PROVIDED INFORMATION:
>>>>

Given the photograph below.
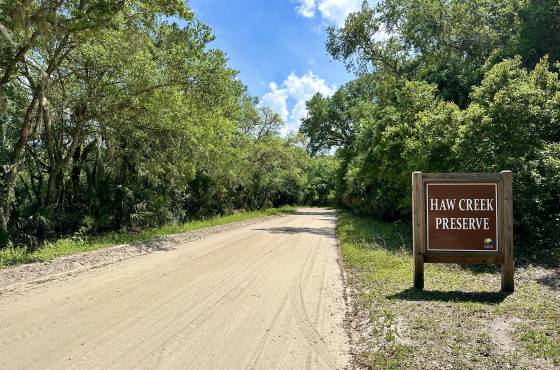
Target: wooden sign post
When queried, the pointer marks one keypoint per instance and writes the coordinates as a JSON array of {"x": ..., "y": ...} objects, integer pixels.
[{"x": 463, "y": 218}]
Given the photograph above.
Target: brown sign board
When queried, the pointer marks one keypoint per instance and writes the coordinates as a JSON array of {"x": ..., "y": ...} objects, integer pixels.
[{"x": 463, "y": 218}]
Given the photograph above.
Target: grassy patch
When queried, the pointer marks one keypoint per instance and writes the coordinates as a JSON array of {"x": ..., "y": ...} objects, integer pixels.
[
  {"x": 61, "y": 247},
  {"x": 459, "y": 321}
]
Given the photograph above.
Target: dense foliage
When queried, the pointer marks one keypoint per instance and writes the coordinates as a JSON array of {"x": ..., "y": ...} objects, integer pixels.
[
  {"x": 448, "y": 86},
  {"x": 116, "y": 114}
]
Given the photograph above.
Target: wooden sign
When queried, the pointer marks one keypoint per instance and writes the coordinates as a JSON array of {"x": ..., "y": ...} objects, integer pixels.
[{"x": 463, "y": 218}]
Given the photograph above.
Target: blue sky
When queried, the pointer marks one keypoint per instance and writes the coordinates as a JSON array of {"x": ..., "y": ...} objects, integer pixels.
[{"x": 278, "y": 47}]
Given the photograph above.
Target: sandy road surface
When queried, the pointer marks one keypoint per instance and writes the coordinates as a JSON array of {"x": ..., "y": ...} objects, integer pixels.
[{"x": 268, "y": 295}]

<<<<

INSTRUCTIONS FOR THE TASK:
Reproduce every one of the rows above verbatim, omitting any pictures from your response.

TASK RESULT:
Given the photograph below.
Target: wooden sign post
When queried, the pointer marks one keypoint per instance and writes the coordinates as a JSON array of {"x": ..., "y": ...} objects, integer pixels.
[{"x": 463, "y": 218}]
Given the photograph above.
Target: brown sign board
When queried, the pointer marks one keypoint per instance and writes the coordinates as a JSON array of {"x": ..., "y": ...} objects, integer pixels.
[{"x": 463, "y": 218}]
Given the photograph above.
Target: grassy patch
When queried, the pointer marks one keypoint per instance and writes the coordinates as a JSON array of {"x": ..., "y": ...} objects, integer pixels.
[
  {"x": 61, "y": 247},
  {"x": 459, "y": 321}
]
Given the photograph above.
Target: dense foliage
When queried, the pointer marks one keypoint per instance and writes the coordinates as a JSON array of {"x": ..., "y": ...} objects, integer pixels.
[
  {"x": 448, "y": 86},
  {"x": 116, "y": 114}
]
Given the photograph above.
Target: wooden sign
When queried, the pointer marks one keypoint per instance and writes the coordinates as a JSON array of {"x": ..., "y": ...} objects, integer pixels.
[{"x": 463, "y": 218}]
Given the photograph above.
Target: blue sky
When queried, the pointer marks one keypoint per instance and writes the coordinates as a JSON array of {"x": ..., "y": ...} objects, integer pixels.
[{"x": 278, "y": 47}]
Given the photograph above.
Target: sandy road surface
When queried, the pointer marks one keypoint per instance and writes the coordinates as a JSON array of {"x": ..., "y": ...} objects, integer pixels.
[{"x": 268, "y": 295}]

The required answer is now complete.